Stored data ▸

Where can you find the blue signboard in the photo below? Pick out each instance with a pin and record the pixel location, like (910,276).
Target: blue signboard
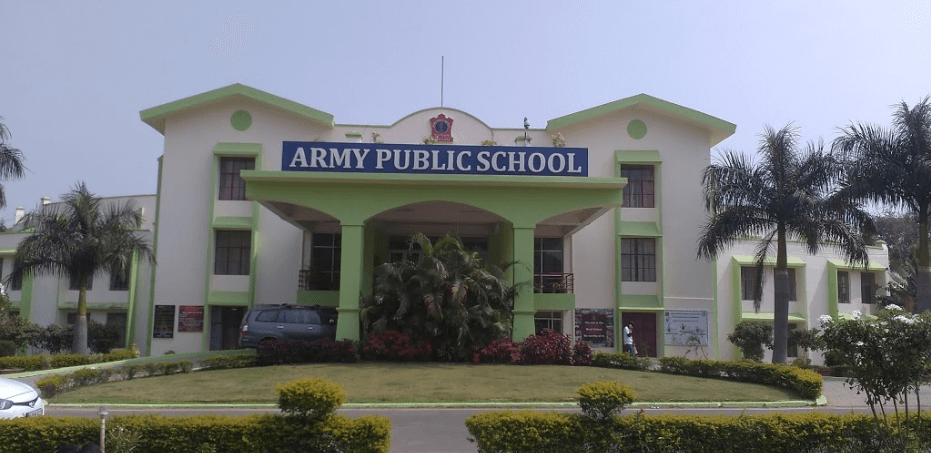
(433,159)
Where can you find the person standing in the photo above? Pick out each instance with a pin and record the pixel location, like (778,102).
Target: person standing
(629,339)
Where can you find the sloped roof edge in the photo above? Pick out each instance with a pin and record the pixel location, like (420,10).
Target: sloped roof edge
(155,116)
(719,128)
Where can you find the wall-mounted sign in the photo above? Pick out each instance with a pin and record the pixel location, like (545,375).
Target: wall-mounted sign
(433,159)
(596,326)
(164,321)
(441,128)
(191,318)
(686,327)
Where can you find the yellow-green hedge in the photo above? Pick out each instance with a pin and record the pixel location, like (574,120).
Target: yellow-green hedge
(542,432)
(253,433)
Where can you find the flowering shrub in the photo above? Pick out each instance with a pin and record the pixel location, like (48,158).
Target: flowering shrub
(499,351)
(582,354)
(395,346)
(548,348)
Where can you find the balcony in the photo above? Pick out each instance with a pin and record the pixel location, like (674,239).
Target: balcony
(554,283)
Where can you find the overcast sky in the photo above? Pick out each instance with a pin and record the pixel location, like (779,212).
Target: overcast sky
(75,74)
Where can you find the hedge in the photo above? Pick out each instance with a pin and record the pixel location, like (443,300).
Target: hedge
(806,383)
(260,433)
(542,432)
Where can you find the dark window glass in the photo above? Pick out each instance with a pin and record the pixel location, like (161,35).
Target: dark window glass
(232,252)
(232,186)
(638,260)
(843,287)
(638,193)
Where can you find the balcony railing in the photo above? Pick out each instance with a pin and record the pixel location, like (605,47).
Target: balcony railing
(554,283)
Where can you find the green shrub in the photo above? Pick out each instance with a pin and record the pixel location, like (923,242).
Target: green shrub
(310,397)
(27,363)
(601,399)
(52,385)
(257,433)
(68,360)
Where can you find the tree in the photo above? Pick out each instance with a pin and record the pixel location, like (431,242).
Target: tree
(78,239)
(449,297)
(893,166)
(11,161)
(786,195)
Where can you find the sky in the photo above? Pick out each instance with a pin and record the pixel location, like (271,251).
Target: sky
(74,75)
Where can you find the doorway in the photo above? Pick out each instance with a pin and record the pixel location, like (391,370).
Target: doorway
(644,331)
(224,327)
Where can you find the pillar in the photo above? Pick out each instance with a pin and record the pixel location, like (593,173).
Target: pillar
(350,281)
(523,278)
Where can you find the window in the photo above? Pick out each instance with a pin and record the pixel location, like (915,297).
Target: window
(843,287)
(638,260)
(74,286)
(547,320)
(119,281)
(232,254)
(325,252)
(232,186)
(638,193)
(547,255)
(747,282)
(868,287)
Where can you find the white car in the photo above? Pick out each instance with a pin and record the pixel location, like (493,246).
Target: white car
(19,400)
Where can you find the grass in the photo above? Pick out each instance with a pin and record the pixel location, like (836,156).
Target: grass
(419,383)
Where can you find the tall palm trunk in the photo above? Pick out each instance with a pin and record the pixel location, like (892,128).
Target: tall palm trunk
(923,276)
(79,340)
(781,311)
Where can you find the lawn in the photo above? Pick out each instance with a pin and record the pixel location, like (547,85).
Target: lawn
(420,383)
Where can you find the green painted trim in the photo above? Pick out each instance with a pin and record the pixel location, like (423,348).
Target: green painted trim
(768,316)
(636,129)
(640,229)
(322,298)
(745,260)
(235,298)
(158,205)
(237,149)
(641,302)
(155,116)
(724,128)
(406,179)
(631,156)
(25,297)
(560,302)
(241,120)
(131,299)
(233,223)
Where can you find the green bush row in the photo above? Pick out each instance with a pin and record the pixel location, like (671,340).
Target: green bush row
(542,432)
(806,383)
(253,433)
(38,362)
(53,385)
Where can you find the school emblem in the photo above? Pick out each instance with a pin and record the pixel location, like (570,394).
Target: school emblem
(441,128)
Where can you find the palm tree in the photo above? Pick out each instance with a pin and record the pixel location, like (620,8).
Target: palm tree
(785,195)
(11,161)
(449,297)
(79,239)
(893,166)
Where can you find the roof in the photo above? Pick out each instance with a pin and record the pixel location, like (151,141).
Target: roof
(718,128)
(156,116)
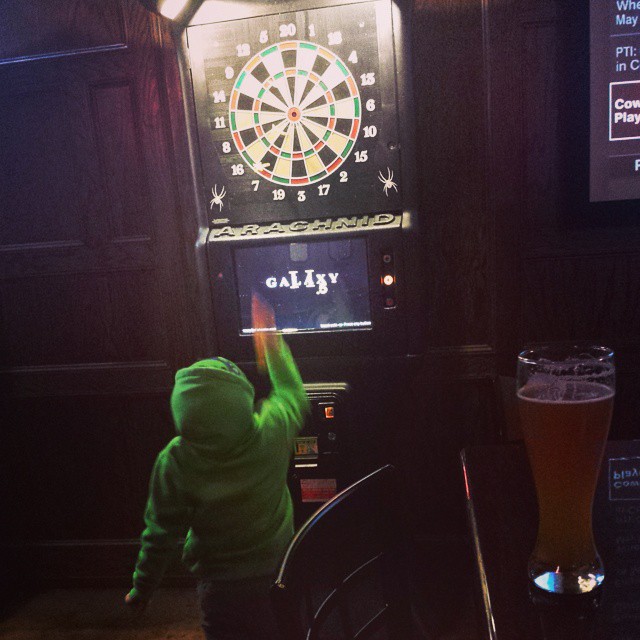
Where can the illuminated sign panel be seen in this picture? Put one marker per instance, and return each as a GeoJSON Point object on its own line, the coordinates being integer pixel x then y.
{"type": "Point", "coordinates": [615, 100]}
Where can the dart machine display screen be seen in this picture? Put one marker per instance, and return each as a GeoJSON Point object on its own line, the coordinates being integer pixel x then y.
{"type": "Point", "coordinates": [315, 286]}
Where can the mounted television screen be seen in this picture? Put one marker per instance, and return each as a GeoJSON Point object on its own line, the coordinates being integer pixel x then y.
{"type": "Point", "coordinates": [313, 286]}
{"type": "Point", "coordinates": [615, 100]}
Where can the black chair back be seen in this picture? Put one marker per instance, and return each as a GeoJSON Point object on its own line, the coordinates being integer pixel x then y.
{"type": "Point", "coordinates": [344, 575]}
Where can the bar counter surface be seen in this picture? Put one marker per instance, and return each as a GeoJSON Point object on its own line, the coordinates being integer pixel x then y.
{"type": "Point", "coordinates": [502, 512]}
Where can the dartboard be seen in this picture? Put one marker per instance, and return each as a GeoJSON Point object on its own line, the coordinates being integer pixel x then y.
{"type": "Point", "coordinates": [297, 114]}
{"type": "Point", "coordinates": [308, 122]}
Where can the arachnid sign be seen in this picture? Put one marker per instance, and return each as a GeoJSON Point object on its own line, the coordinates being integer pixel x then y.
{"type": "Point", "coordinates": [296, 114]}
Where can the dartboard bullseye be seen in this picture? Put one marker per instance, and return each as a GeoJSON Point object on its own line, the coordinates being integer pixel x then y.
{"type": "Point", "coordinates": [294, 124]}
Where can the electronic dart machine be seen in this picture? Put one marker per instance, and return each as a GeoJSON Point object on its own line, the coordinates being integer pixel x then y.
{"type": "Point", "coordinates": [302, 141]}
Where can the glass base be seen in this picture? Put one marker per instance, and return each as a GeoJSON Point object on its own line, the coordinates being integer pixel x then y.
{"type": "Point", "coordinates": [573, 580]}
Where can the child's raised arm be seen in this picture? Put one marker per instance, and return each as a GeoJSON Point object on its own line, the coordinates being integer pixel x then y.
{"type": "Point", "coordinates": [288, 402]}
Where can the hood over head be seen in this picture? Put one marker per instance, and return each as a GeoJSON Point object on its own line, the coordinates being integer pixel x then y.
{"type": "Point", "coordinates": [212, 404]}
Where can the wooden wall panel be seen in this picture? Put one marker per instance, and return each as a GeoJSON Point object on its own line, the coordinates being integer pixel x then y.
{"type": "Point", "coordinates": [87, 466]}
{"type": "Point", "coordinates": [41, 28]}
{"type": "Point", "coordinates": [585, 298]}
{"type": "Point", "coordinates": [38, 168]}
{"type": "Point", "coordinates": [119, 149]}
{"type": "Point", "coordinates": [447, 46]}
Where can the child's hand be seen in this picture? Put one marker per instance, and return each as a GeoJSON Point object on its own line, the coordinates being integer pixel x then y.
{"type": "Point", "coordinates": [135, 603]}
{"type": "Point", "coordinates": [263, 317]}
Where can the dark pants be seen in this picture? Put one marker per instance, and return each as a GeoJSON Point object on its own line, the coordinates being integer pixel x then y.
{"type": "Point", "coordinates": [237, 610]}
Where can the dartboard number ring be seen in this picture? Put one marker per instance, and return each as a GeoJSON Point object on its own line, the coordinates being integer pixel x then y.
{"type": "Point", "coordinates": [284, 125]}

Aim of the task ▸ Would you repeat the entries exactly, keeping the images out?

Reply to the exercise ▸
Where can you find the blue signboard in the photo below? Pick out each instance with a pin and record the pixel location, like (910,276).
Target: blue signboard
(433,159)
Where can you find the person standing in the photo above? Pick out each instance with a pin and record the pixel location, like (778,102).
Target: person standing
(629,339)
Where can you find the sloped roof edge in the photo above? Pick out each instance with a pin and record the pixel location, like (420,10).
Target: sloped roof edge
(155,116)
(719,128)
Where can you find the wall-mounted sign in the photo above? Pick out each instance with a pin and record the pixel location, like (545,375).
Target: wall-mounted sign
(433,159)
(596,326)
(164,321)
(441,128)
(191,318)
(686,327)
Where can you find the yellow-green hedge in the photo above? Pick out each instance with a pin and record the pixel location, like (574,120).
Target: yellow-green hedge
(542,432)
(253,433)
Where can you find the flowering shrub in the photo above? Pick out each instance with a pin and record the pixel location, like (48,158).
Target: flowering shrub
(499,351)
(582,354)
(395,346)
(548,348)
Where can you find the balcony in the photo above? Pick out each instance with a pin and record the pixel location, like (674,239).
Target: balcony
(554,283)
Where can you find the overcast sky in the photo above? Pick out each instance with a pin and record the pixel location, like (779,212).
Target: overcast sky
(75,74)
Where can you find the hedge in the photo above? Pick out each instance with a pin and record the pixel location, like (443,300).
Target: hedge
(806,383)
(260,433)
(542,432)
Where can you find the dark window glass in the photo above? Pick out each instance with a pin and record the pixel location, like (161,35).
Target: dark window glass
(232,252)
(232,186)
(638,260)
(843,287)
(638,193)
Where can you find the balcony railing in the photo above? Pick out each instance with a pin and record the pixel location, like (605,47).
Target: balcony railing
(554,283)
Where can you find the green shrub in the photo above? Pick out each instance with a pin and record the pixel location, like (923,242).
Target: green shrub
(310,397)
(27,363)
(601,399)
(52,385)
(257,433)
(68,360)
Where can you find the tree in the photo above? Pick out each instance with a pin and record the pixel location, like (431,242).
Target: tree
(78,239)
(449,297)
(893,166)
(11,161)
(786,195)
Where can you find the sky in the photo above? Pick out each instance with a pin and record the pixel location, like (271,251).
Target: sky
(74,75)
Where can you find the doorway in the photo above? Pick out each instance with a pin and record the pixel location, like (391,370).
Target: doorway
(644,331)
(224,327)
Where can you find the pillar in the photo above? Pick out each instance with a pin and record the pixel location, like (593,173).
Target: pillar
(350,281)
(523,278)
Where can you find the window in the photo above? Pick out each instance with a pin and record the pixel location, like (915,297).
Target: window
(843,287)
(638,260)
(74,286)
(547,320)
(119,281)
(232,254)
(325,252)
(232,186)
(638,193)
(547,255)
(747,282)
(868,287)
Where can you find the white car in the photo above? Pick out each instance with a pin and record the pixel location, like (493,246).
Target: white car
(19,400)
Where can you find the grass in the photo above? Pick out each instance with a pin and record the pixel location, like (836,156).
Target: grass
(419,383)
Where can you find the tall palm trunk in the photo above? Pick out each instance with a pin and record the pixel location, like (892,128).
Target: tall palm trunk
(923,276)
(79,340)
(781,311)
Where can you find the lawn in the photo above? Pick out each instance with a pin and record the pixel location, like (547,85).
Target: lawn
(420,383)
Where can you find the green painted trim in the photo above? Pick out each instance with a pin and record the pixel location, like (423,348).
Target: green painted trim
(768,316)
(636,129)
(640,229)
(322,298)
(745,260)
(235,298)
(158,205)
(237,149)
(641,302)
(155,116)
(724,128)
(406,179)
(631,156)
(25,297)
(560,302)
(241,120)
(131,299)
(233,223)
Where can you find the green bush row in the photo above? Pick out each instance with a pin and record the pixel location, like (671,340).
Target: green bush row
(542,432)
(806,383)
(253,433)
(38,362)
(53,385)
Where can you find the school emblem in the photo above? Pick out each instance with a pin and record the pixel location, like (570,394).
Target: school emblem
(441,128)
Where can you find the palm tree in the photo above? Pick out each instance with a pin and record the pixel location, like (620,8).
Target: palm tree
(785,195)
(11,161)
(449,297)
(79,239)
(893,166)
Where can you find the roof in the photo above? Pick out each instance with a pin and record the pixel location, like (151,141).
Target: roof
(718,128)
(156,116)
Where can the illuminated sign panel be seen in this picture? Put one marker per instance, and return each as a GeoJSON Point object on its own line, the coordinates being integer pixel x then y.
{"type": "Point", "coordinates": [615, 100]}
Where can the dart machine display screen be seen in this picture? Put one marker per instance, and return each as a GeoJSON Point object on its own line, the coordinates being integer pixel x then y.
{"type": "Point", "coordinates": [315, 286]}
Where can the mounted television screen be seen in this picture? Put one marker per instance, and return each as a GeoJSON Point object on its own line, the coordinates being integer pixel x then y.
{"type": "Point", "coordinates": [313, 286]}
{"type": "Point", "coordinates": [615, 100]}
Where can the black chair back be seen in this picture? Put one marker per instance, and return each as a GeoJSON Point object on its own line, the coordinates being integer pixel x then y.
{"type": "Point", "coordinates": [344, 575]}
Where can the bar counter surface be seen in this picture? Put one marker per instance, and return each as a GeoJSON Point object on its own line, the coordinates being integer pixel x then y.
{"type": "Point", "coordinates": [502, 512]}
Where can the dartboard be seen in this picture? Put one marker per instance, and return each as a GeoJSON Point object on its own line, the coordinates being integer pixel x then y.
{"type": "Point", "coordinates": [297, 114]}
{"type": "Point", "coordinates": [308, 122]}
Where can the arachnid sign be seen in this picture? Put one marker per instance, and return each as a GeoJSON Point object on its own line, the coordinates being integer pixel x then y.
{"type": "Point", "coordinates": [296, 114]}
Where can the dartboard bullseye be seen in this picture? Put one marker per instance, and return each as a GeoJSON Point object on its own line, the coordinates being integer pixel x then y.
{"type": "Point", "coordinates": [294, 124]}
Where can the electronic dart machine be seen in this picture? Put one marker per instance, and return each as a GeoJSON Point object on its own line, the coordinates being integer pixel x then y.
{"type": "Point", "coordinates": [302, 141]}
Where can the glass base be seen in this picture? Put one marker per instance, and return each as a GeoJSON Point object on its own line, the coordinates being integer pixel x then y.
{"type": "Point", "coordinates": [573, 580]}
Where can the child's raised arm be seen in this picture? Put one marker per instance, and return each as a GeoJSON Point object on its own line, the coordinates being integer pixel x then y.
{"type": "Point", "coordinates": [288, 402]}
Where can the hood over head be seen in this picture? Put one marker per instance, and return each as a GeoJSON Point object on its own line, the coordinates being integer pixel x then y.
{"type": "Point", "coordinates": [212, 404]}
Where can the wooden wall panel be seen in this picture? Put one marker per instance, and return each as a GeoJSON Point object on its own line, the coordinates being integer pixel x then y.
{"type": "Point", "coordinates": [87, 466]}
{"type": "Point", "coordinates": [41, 28]}
{"type": "Point", "coordinates": [585, 298]}
{"type": "Point", "coordinates": [38, 168]}
{"type": "Point", "coordinates": [119, 149]}
{"type": "Point", "coordinates": [447, 46]}
Where can the child's hand be seen in this picture? Put one marker per instance, and return each as a GeoJSON Point object on its own line, the coordinates being integer pixel x then y.
{"type": "Point", "coordinates": [135, 603]}
{"type": "Point", "coordinates": [263, 317]}
Where can the dark pants be seen in this picture? Put one marker per instance, and return each as a GeoJSON Point object on its own line, the coordinates being integer pixel x then y.
{"type": "Point", "coordinates": [237, 610]}
Where can the dartboard number ring be seen in this picture? Put one marker per instance, and return each as a GeoJSON Point object on its own line, the coordinates being integer pixel x then y.
{"type": "Point", "coordinates": [284, 125]}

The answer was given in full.